## Import

In [1]:
from sklearn.feature_extraction.text import CountVectorizer, TfidfVectorizer

By default, punctuation is stripped out and only words longer than 2 letters are counted (via the default regex set by the token_patterns option). All words are first lower-cased (so "Yes" and "yes" are the same word) via the lowercase option.

## CountVectorizer

We first initialize a CountVectorizer object, optionally changing the default options

In [2]:
vectorizer = CountVectorizer()

We then use "fit_transform" to obtain bag of word/ word count vectors for the sentences in our corpus

In [3]:
bow_vectors = vectorizer.fit_transform(["I am happy", "Yes I am"])

The result is a collection (matrix) of sparse vectors, as for a more realistic corpus, there would be more than 3 words longer than 2 characters.  We can see the counts explicitly by converting this matrix to a dense matrix:

In [4]:
bow_vectors.todense()

matrix([[1, 1, 0],
        [1, 0, 1]])

And we can see which words are represented by these features using the get_feature_names method

In [5]:
vectorizer.get_feature_names()

['am', 'happy', 'yes']

Finally we can use the featurizer to transform sentences in new corpus to word vectors.

In [6]:
vectorizer.transform(["Yes, I am the very model of a happy major general", 
                      "I am the very model of a modern major general",
                      "Happy happy happy",
                      "Yes, happy"]).todense()

MATERIAL PROVIDED:
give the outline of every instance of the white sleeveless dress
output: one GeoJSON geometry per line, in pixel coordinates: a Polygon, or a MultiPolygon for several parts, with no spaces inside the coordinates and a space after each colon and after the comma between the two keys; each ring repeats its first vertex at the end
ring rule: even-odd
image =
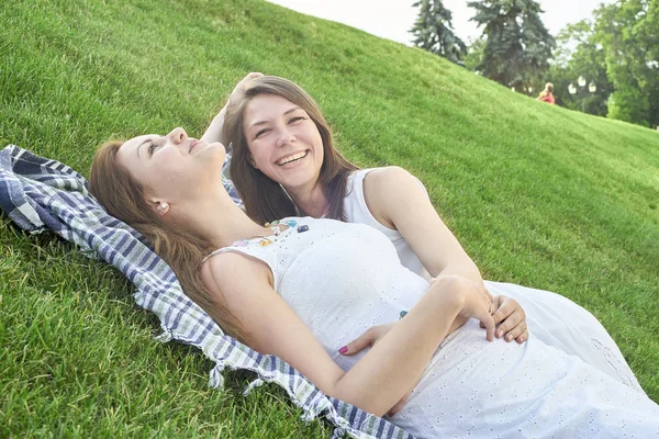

TO BE DONE:
Extract the passage of the CountVectorizer text between "And we can see" and "to word vectors.", inclusive, copying it word for word. The lines are not needed for anything here.

SOLUTION TO THIS PROBLEM:
And we can see which words are represented by these features using the get_feature_names method

In [5]:
vectorizer.get_feature_names()

['am', 'happy', 'yes']

Finally we can use the featurizer to transform sentences in new corpus to word vectors.